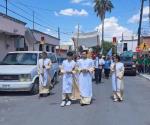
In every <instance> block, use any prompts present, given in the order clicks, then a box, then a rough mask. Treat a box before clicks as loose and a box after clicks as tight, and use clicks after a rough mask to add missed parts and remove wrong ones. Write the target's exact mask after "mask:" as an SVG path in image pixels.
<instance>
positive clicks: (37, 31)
mask: <svg viewBox="0 0 150 125" xmlns="http://www.w3.org/2000/svg"><path fill="white" fill-rule="evenodd" d="M31 31H32V32H37V33H41V34H43V35H47V36H49V37H52V38H54V39H57V40H60V39H59V38H57V37H54V36H51V35H49V34H47V33H43V32H41V31H38V30H33V29H31Z"/></svg>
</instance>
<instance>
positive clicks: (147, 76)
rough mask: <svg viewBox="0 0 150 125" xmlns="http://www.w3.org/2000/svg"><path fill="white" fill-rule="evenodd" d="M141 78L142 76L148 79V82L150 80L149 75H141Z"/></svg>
mask: <svg viewBox="0 0 150 125" xmlns="http://www.w3.org/2000/svg"><path fill="white" fill-rule="evenodd" d="M139 75H140V76H142V77H143V78H146V79H147V80H150V75H148V74H139Z"/></svg>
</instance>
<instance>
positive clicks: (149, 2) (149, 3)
mask: <svg viewBox="0 0 150 125" xmlns="http://www.w3.org/2000/svg"><path fill="white" fill-rule="evenodd" d="M148 15H149V24H150V0H149V14H148Z"/></svg>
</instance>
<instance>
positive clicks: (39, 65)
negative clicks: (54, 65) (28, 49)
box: [38, 52, 52, 97]
mask: <svg viewBox="0 0 150 125" xmlns="http://www.w3.org/2000/svg"><path fill="white" fill-rule="evenodd" d="M51 65H52V63H51V60H50V59H48V58H47V53H46V52H43V53H42V59H39V63H38V74H39V97H41V96H47V95H49V94H50V85H51V83H50V82H51V78H50V68H51Z"/></svg>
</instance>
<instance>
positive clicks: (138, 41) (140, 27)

- _What is being asked_
Return each line of the items above that contains the string "clicks". Case counts.

- _Output of the exercise_
In every <instance> block, use any prompts present, given in the order clicks, then a box, then a rough mask. Treat a box before clicks as loose and a box after clicks as tight, and use clicks after a rough mask to add missed parts and remove wrong ones. Write the target's exact mask after "mask:" as an SVG path in image pixels.
positive clicks: (37, 31)
positive clicks: (147, 76)
positive clicks: (149, 2) (149, 3)
positive clicks: (39, 65)
negative clicks: (54, 65) (28, 49)
positive clicks: (138, 41) (140, 27)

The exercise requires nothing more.